[Entries from a pointing dataset]
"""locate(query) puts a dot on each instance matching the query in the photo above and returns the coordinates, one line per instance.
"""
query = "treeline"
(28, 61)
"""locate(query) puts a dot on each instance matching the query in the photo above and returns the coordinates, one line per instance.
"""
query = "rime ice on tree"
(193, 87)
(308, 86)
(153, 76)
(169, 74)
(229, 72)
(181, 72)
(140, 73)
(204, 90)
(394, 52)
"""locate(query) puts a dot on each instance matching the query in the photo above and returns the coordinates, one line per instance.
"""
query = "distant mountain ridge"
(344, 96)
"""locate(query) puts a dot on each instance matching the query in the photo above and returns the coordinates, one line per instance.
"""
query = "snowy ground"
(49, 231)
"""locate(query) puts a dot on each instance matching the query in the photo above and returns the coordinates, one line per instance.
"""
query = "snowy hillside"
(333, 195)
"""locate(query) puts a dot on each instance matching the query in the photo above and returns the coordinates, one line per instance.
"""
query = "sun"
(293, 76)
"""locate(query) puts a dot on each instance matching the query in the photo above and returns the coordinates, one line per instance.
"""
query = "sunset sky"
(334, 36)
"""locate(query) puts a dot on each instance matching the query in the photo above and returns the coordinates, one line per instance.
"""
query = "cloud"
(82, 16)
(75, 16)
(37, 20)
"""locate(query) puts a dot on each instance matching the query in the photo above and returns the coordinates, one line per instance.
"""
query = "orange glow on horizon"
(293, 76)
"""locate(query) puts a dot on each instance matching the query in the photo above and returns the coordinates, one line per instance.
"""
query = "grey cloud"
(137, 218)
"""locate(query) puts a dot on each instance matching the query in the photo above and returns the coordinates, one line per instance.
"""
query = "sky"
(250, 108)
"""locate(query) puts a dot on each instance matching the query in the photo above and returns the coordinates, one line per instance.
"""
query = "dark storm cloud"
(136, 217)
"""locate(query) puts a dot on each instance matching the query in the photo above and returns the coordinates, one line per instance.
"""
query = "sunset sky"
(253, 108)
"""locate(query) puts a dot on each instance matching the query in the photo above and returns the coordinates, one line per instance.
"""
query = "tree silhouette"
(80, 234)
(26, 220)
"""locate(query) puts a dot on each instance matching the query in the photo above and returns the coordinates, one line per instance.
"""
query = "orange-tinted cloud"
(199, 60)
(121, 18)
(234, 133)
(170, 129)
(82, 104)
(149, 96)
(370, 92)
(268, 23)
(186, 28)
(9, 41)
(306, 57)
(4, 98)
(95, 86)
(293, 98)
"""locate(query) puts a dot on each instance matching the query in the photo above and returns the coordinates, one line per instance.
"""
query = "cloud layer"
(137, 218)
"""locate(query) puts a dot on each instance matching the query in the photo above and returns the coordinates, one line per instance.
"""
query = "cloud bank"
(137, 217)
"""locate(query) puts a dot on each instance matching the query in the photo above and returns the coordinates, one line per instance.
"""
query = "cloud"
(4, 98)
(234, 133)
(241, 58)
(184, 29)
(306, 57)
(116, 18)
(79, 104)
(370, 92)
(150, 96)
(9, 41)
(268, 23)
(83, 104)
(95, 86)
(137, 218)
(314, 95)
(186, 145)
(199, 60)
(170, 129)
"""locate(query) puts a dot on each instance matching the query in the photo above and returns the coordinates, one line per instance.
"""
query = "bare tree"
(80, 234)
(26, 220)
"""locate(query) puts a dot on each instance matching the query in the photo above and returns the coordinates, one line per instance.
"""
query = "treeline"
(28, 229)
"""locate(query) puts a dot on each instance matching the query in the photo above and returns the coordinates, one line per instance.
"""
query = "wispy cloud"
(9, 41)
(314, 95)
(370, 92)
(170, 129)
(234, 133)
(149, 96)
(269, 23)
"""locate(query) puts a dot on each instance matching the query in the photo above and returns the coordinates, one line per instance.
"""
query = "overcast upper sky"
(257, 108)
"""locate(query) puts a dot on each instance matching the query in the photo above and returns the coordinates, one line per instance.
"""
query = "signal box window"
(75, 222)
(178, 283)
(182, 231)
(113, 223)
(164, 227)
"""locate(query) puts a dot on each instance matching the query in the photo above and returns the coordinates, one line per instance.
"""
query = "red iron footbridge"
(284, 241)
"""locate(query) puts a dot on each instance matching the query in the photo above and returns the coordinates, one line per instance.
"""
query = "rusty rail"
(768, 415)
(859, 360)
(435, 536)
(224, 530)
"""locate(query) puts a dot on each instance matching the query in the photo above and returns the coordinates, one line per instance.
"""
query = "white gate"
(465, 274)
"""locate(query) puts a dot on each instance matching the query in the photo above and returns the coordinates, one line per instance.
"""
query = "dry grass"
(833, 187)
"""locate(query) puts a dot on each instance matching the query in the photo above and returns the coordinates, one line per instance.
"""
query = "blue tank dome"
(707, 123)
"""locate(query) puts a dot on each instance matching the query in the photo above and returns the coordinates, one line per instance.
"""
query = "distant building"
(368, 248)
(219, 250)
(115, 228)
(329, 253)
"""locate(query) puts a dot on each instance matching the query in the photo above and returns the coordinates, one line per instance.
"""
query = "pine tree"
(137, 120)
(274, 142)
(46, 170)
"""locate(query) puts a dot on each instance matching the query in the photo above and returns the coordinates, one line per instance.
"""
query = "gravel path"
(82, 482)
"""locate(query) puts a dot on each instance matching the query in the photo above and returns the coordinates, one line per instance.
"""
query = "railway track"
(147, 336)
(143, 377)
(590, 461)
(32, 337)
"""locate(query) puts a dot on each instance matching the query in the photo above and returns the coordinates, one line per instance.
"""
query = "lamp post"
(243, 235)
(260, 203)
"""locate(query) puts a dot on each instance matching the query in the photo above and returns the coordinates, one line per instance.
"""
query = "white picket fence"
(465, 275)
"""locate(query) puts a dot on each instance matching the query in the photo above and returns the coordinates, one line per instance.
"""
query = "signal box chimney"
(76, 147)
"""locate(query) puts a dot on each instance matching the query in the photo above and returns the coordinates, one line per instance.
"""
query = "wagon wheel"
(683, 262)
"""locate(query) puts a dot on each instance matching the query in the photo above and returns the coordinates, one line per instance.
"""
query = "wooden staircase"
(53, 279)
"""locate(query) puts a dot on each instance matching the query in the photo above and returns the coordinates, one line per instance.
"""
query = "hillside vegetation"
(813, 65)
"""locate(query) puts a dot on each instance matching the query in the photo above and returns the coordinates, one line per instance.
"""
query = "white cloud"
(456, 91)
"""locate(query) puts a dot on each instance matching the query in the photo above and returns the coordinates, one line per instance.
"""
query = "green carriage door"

# Task to carry out
Return each line of the data exactly as written above.

# Full output
"""locate(query) puts a dot on each instance matching the query in the photo above and returns the coordinates, one line per instance.
"""
query = "treeline"
(28, 61)
"""locate(query) puts a dot on each instance matching the query in the photo above and returns the coordinates, one line per instance.
"""
query = "rime ice on tree"
(193, 87)
(308, 86)
(153, 76)
(169, 74)
(229, 72)
(181, 72)
(140, 73)
(204, 90)
(394, 52)
"""locate(query) puts a dot on each instance matching the query in the photo above and returns the coordinates, one line per instance.
"""
query = "distant mountain ridge"
(344, 96)
"""locate(query) puts a dot on each instance matching the query in the photo above and returns the coordinates, one line per instance.
"""
query = "snowy ground"
(49, 231)
"""locate(query) puts a dot on each instance matching the query in the photo above and returns the coordinates, one line per instance.
"""
query = "snowy hillside"
(333, 195)
"""locate(query) puts a dot on each instance matching the query in the photo above and returns the coordinates, one line per instance.
"""
query = "sun"
(293, 76)
"""locate(query) puts a dot on each instance matching the query in the photo above and returns the coordinates, one line per instance.
"""
query = "sunset sky"
(334, 36)
"""locate(query) puts a dot on each instance matching the query in the photo above and returns the coordinates, one line per instance.
"""
query = "cloud"
(82, 16)
(75, 16)
(37, 20)
"""locate(query) puts a dot on each instance matching the query in the photo above and returns the coordinates, one line per instance.
"""
query = "orange glow on horizon"
(293, 76)
"""locate(query) puts a dot on each instance matching the query in the photo above and returns the coordinates, one line per instance.
"""
query = "grey cloud"
(137, 218)
"""locate(query) puts a dot on each instance matching the query in the photo above and returns the coordinates, one line per instance.
"""
query = "sky"
(250, 108)
"""locate(query) puts a dot on each instance matching the query in the photo above and returns the coordinates, one line per instance.
"""
query = "dark storm cloud"
(136, 217)
"""locate(query) puts a dot on each instance matching the query in the photo above and returns the coordinates, one line per instance.
"""
query = "sunset sky"
(253, 108)
"""locate(query) puts a dot on each instance matching the query in the photo above and returns the coordinates, one line per instance.
"""
query = "tree silhouette"
(80, 234)
(26, 220)
"""locate(query) puts a dot on each instance matching the query in the photo above and returns the coordinates, one line per instance.
"""
query = "orange-tinted cloud"
(199, 60)
(121, 18)
(234, 133)
(170, 129)
(82, 104)
(149, 96)
(370, 92)
(268, 23)
(186, 28)
(9, 41)
(306, 57)
(4, 98)
(95, 86)
(293, 98)
"""locate(query) puts a dot on each instance matching the query in the photo above and returns the coordinates, one line per instance.
"""
query = "cloud layer"
(137, 218)
"""locate(query) puts a dot on each instance matching the query in the photo above and returns the coordinates, one line per instance.
"""
query = "cloud bank"
(137, 217)
"""locate(query) puts a dot on each instance matching the query in the photo above and returns the coordinates, one line per instance.
"""
query = "cloud"
(4, 98)
(234, 133)
(241, 58)
(184, 29)
(306, 57)
(116, 18)
(79, 104)
(370, 92)
(150, 96)
(9, 41)
(268, 23)
(83, 104)
(95, 86)
(137, 218)
(314, 95)
(186, 145)
(199, 60)
(170, 129)
"""locate(query) puts a dot on each instance matching the query in the photo above and returns the coordinates, one line per instance.
"""
query = "bare tree"
(80, 234)
(26, 220)
"""locate(query) puts a dot on each instance matching the query in the photo above and returns the coordinates, one line per instance.
"""
query = "treeline"
(28, 229)
"""locate(query) puts a dot on each instance matching the query in the photo above and returns the coordinates, one line per instance.
"""
query = "wispy cloud"
(9, 41)
(314, 95)
(370, 92)
(170, 129)
(234, 133)
(149, 96)
(269, 23)
"""locate(query) puts a dot on each instance matching the query in the photo above and returns the coordinates, one line per instance.
"""
query = "overcast upper sky"
(257, 108)
"""locate(query) puts a dot on each instance matching the query in the photo above and returns the coordinates, one line per instance.
"""
query = "signal box window"
(75, 222)
(178, 283)
(182, 231)
(113, 223)
(164, 227)
"""locate(query) puts a dot on each instance matching the query in the photo above and returns the coordinates, one line per instance.
"""
query = "red iron footbridge"
(284, 241)
"""locate(query) puts a dot on each instance matching the query in the photo above and returns the coordinates, one line per instance.
"""
query = "rusty rail"
(768, 415)
(859, 360)
(435, 536)
(224, 530)
"""locate(query) puts a dot on each instance matching the query in the photo above and returns the coordinates, one line per instance.
"""
query = "white gate"
(465, 274)
"""locate(query) puts a dot on each instance matching the query in the photo above and returns the coordinates, one line per instance.
"""
query = "dry grass"
(833, 187)
"""locate(query) puts a dot on each instance matching the query in the photo above and returns the coordinates, one line per instance.
"""
query = "blue tank dome"
(707, 123)
"""locate(query) puts a dot on each instance matching the query in the photo above and returns the coordinates, one line per instance.
"""
query = "distant building"
(368, 248)
(219, 250)
(115, 228)
(329, 253)
"""locate(query) puts a dot on each instance matching the query in the photo above and returns the coordinates, one line per instance.
"""
query = "pine tree"
(137, 120)
(274, 142)
(46, 170)
"""locate(query) puts a dot on each instance matching the query in the photo above and returns the coordinates, one line per instance.
"""
query = "gravel path"
(82, 482)
"""locate(query) puts a dot on each instance matching the query in the photo above and returns the coordinates, one line per instance.
"""
query = "railway track"
(147, 336)
(143, 377)
(590, 461)
(32, 337)
"""locate(query) puts a dot on each instance matching the query in the photo above and returns the coordinates, one line per instance.
"""
query = "lamp post"
(243, 235)
(260, 203)
"""locate(query) puts a dot on each instance matching the query in the photo above and returns the coordinates, one line per instance.
"""
query = "white picket fence"
(465, 275)
"""locate(query) puts a dot on each instance matching the query in the photo above and returns the coordinates, one line per instance.
"""
query = "signal box chimney"
(76, 147)
"""locate(query) puts a dot on each instance matching the query in the photo above and returns the coordinates, one line per instance.
"""
query = "wagon wheel"
(683, 262)
"""locate(query) puts a dot on each instance matching the query in the photo above and returns the coordinates, one line per instance.
"""
query = "wooden staircase"
(53, 279)
"""locate(query) puts a dot on each instance matching the query in the photo above and returns the coordinates, one line per instance.
"""
query = "hillside vegetation"
(813, 65)
"""locate(query) puts a dot on each instance matching the query in the photo above and returns the coordinates, one line per instance.
"""
query = "white cloud"
(456, 91)
"""locate(query) puts a dot on each instance matching the query in the photo above and returns the coordinates, one line per instance.
"""
query = "green carriage door"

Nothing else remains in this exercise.